§ **Aim**
Count the lines in the entries below that contain the string "vehicle", where case matters. Give only the number.

§ **Raw records**
● ● ● ● ● ● ●

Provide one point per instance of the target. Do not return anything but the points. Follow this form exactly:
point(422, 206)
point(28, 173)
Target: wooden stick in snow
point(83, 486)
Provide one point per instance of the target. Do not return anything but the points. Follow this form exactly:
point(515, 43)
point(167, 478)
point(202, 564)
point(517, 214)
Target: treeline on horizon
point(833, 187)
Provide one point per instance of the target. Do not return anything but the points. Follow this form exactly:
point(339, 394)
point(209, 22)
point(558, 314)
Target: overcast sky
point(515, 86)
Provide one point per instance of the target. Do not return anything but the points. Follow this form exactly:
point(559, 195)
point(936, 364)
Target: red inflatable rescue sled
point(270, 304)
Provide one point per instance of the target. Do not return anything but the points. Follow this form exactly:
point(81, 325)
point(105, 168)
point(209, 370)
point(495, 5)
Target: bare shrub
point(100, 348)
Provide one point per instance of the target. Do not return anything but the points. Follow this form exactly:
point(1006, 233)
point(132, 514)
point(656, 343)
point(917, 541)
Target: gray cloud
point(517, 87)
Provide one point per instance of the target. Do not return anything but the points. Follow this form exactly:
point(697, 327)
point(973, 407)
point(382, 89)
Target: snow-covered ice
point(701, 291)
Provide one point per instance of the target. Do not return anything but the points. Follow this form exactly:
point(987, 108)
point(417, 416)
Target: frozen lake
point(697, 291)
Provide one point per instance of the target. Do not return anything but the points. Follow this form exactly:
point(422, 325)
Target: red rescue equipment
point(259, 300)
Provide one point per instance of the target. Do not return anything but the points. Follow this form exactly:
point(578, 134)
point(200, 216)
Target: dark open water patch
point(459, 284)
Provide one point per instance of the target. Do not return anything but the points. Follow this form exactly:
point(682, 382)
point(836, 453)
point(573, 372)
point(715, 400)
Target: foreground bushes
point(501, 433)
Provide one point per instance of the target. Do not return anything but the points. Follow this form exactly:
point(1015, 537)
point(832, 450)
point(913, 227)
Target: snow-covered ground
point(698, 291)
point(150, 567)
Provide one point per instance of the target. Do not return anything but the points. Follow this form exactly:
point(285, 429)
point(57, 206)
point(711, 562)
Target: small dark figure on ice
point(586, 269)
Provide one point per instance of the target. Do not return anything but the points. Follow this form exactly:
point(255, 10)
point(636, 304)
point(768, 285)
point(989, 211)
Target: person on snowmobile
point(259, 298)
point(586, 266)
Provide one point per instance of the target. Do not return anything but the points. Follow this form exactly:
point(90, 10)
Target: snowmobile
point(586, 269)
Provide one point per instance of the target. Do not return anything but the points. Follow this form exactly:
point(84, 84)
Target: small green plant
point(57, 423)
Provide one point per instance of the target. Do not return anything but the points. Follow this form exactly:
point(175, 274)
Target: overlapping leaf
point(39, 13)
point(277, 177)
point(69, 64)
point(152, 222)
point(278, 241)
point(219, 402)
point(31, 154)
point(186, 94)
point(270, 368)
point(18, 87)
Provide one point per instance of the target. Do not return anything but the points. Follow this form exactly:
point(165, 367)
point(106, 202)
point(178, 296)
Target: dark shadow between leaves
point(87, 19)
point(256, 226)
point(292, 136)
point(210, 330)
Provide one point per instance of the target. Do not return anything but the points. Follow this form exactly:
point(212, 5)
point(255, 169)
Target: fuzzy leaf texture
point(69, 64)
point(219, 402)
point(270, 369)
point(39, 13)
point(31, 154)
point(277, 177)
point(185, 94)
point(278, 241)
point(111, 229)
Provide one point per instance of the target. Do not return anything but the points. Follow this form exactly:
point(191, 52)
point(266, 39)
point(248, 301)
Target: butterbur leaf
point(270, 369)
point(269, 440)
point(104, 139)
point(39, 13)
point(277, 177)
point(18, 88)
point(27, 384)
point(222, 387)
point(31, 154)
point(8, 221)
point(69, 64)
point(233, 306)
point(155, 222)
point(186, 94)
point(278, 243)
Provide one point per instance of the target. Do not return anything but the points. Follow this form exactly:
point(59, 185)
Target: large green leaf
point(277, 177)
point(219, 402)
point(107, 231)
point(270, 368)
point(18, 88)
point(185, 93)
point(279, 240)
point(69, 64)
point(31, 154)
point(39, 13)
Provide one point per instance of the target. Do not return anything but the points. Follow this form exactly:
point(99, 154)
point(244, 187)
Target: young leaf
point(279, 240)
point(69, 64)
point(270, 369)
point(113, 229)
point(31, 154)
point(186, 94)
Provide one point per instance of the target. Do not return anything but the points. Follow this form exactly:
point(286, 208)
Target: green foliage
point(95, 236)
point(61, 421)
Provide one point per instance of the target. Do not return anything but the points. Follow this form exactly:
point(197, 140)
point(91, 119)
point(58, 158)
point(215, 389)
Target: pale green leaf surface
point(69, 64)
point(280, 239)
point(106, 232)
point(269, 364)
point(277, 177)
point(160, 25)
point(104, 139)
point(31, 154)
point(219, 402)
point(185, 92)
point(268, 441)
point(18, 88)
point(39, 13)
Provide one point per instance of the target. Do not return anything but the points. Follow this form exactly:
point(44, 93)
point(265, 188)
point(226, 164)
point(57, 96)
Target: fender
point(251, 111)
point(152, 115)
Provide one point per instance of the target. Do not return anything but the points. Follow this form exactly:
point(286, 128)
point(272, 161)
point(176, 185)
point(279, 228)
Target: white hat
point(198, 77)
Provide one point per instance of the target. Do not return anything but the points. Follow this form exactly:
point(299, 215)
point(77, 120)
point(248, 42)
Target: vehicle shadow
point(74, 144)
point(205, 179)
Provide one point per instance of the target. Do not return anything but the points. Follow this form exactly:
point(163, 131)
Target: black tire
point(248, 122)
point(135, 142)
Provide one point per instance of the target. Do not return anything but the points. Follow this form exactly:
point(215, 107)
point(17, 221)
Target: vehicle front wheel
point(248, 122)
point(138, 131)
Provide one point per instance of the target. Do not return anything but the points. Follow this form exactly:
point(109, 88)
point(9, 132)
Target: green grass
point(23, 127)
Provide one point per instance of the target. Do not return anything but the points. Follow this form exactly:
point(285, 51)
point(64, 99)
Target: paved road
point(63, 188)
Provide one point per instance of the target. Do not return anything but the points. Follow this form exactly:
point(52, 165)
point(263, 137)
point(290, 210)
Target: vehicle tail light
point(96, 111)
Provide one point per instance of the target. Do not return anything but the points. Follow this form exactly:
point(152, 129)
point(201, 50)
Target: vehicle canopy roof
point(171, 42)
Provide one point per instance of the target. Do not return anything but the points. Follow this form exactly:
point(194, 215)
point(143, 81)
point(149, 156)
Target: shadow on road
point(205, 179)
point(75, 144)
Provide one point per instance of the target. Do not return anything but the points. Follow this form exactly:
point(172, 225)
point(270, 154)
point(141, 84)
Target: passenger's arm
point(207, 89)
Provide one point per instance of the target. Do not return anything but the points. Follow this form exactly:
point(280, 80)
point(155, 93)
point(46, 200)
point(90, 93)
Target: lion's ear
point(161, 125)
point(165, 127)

● ● ● ● ● ● ●

§ **Correct answer**
4